- #1

Paulibus

- 203

- 11

Let me start by writing about the natural or counting numbers. The story of how, where and when we invented them is lost in the misty dawn of history. But perhaps our African ancestors, like our living simian cousins (and some other animals) evolved the ability to distinguish between few and many; in our case with articulated labels that gradually developed in parallel with language. Or perhaps numbers were invented in “... the age of stone when men stood up on their hind legs and began to count time by the sun”, as Lew Archer put it in Ross MacDonald’s story "The Moving Target".

We really don’t know how all this happened, but the world-wide language of mathematics that is based on abstract numbers (algebra?) and perceived shapes (geometry?) is still evolving. Viva new inventions still to be made!

Only a few millennia ago, in the Middle East, the counting numbers: 1,2,3... etc., were up and running, as it were, serving the practical purpose of quantifying resources, such as territory, livestock and crops. But the counting numbers proved inadequate to satisfy our hard-wired-by-evolution need to talk about and describe everything we see or sense. Once resources have been quantified, they can be exchanged, lent and borrowed; practices that are lubricated by that abstract medium of exchange; money. Money has many representations; some quite real (hard or spot cash) and some not quite so real (binary 0's and 1's, easily exchanged but dangerously ephemeral).

By classical times (I mean times that span the hinge between B.C. and A.D.) there already existed a venerable dichotomy between negative and positive numbers, perhaps dating also from the “age of stone”. I suspect that the invention of money and its social world of debits and credits, together with the ancient practice of stock theft, may have enhanced the need for the concept of negative numbers. Numbers that quantify debt are conveniently labelled negative. They can then be added to and algebraically cancel positive credit, so quantifying “flat broke” ith another invented number, zero. Margaret Atwood in her book "Payback", has argued persuasively that the ancient dichotomy of debtors and creditors reflects our innate sense of justice and fairness, hard-wired into us by Evolution.

> _TASKS TO COMPLETE_
1. Answer these questions about the forum post on numbers:
(a) Which story does the post quote for the phrase about the "age of stone"?
(b) What did the counting numbers quantify in the Middle East a few millennia ago, according to the post?
(c) Which book by Margaret Atwood does the post mention?
2. Return the records word for word, beginning at the first line of the records and stopping after the line that contains "[570,486,699,511]", with both of those lines included. Leave the pictures out.

> _DATASET EXCERPTS_
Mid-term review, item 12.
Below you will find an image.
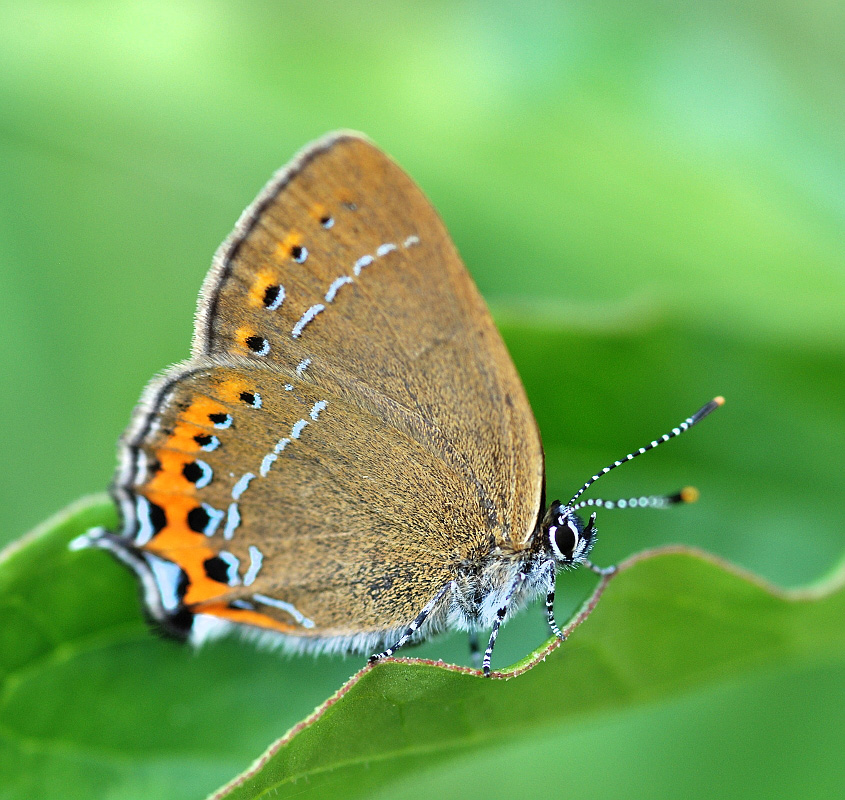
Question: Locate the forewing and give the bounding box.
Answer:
[114,134,543,636]
[194,134,543,549]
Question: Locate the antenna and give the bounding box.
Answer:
[566,396,725,508]
[570,486,699,511]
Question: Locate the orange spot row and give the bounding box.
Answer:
[180,395,229,429]
[147,450,194,494]
[145,492,224,605]
[193,603,299,633]
[249,268,280,307]
[276,231,302,260]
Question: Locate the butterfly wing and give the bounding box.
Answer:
[107,134,543,637]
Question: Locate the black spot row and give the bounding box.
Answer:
[188,506,211,533]
[263,285,282,308]
[246,336,270,356]
[182,461,203,483]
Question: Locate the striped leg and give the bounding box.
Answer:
[481,572,525,678]
[546,561,566,642]
[546,588,566,642]
[469,631,481,669]
[369,582,452,664]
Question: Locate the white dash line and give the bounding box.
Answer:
[258,453,278,478]
[223,503,241,539]
[244,544,264,586]
[290,303,326,339]
[217,550,241,586]
[252,594,314,628]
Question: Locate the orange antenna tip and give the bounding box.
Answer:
[679,486,701,503]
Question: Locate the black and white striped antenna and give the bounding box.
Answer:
[566,396,725,511]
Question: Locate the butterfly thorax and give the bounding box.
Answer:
[448,538,554,631]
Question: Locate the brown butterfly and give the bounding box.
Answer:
[75,132,722,674]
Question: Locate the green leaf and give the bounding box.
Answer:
[0,497,845,798]
[209,548,845,800]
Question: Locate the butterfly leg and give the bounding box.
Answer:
[546,588,566,642]
[369,582,452,664]
[581,513,616,575]
[469,631,481,669]
[481,572,525,678]
[546,561,566,642]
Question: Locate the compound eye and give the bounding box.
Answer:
[551,520,579,561]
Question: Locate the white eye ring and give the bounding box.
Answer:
[549,517,581,561]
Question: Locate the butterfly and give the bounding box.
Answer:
[75,132,722,675]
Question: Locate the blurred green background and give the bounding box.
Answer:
[0,0,845,797]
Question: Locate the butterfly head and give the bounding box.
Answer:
[542,500,596,567]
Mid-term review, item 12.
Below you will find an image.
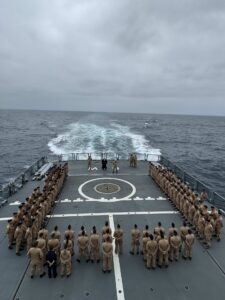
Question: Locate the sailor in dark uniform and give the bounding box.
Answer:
[102,158,107,171]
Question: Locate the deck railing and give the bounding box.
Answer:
[0,157,47,202]
[160,156,225,211]
[49,149,161,162]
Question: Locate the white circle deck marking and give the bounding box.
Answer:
[78,177,136,202]
[94,182,121,194]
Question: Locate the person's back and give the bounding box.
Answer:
[46,247,57,278]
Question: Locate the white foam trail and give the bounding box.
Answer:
[48,122,158,155]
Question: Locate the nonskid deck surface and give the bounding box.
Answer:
[0,161,225,300]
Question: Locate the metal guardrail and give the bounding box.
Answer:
[0,157,46,202]
[48,149,161,162]
[160,156,225,210]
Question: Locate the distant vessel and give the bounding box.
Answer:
[0,152,225,300]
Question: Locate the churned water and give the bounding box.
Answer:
[0,110,225,196]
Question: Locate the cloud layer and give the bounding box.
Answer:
[0,0,225,114]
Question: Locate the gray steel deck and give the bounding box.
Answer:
[0,161,225,300]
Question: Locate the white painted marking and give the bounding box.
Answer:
[145,197,155,201]
[85,197,132,203]
[43,210,179,220]
[61,199,71,203]
[73,198,84,202]
[156,197,167,200]
[9,201,21,205]
[109,214,125,300]
[78,177,136,200]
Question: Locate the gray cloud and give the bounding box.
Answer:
[0,0,225,114]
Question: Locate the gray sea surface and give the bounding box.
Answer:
[0,110,225,196]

> _SOLUTIONS TO THE PROBLEMS_
1.
(a) Ross MacDonald's story "The Moving Target"
(b) Resources such as territory, livestock and crops
(c) "Payback"

2.
Mid-term review, item 12.
Below you will find an image.
Question: Locate the forewing and give the bounding box.
Answer:
[114,134,543,636]
[194,134,543,549]
Question: Locate the antenna and give the bounding box.
Answer:
[566,396,725,508]
[570,486,699,511]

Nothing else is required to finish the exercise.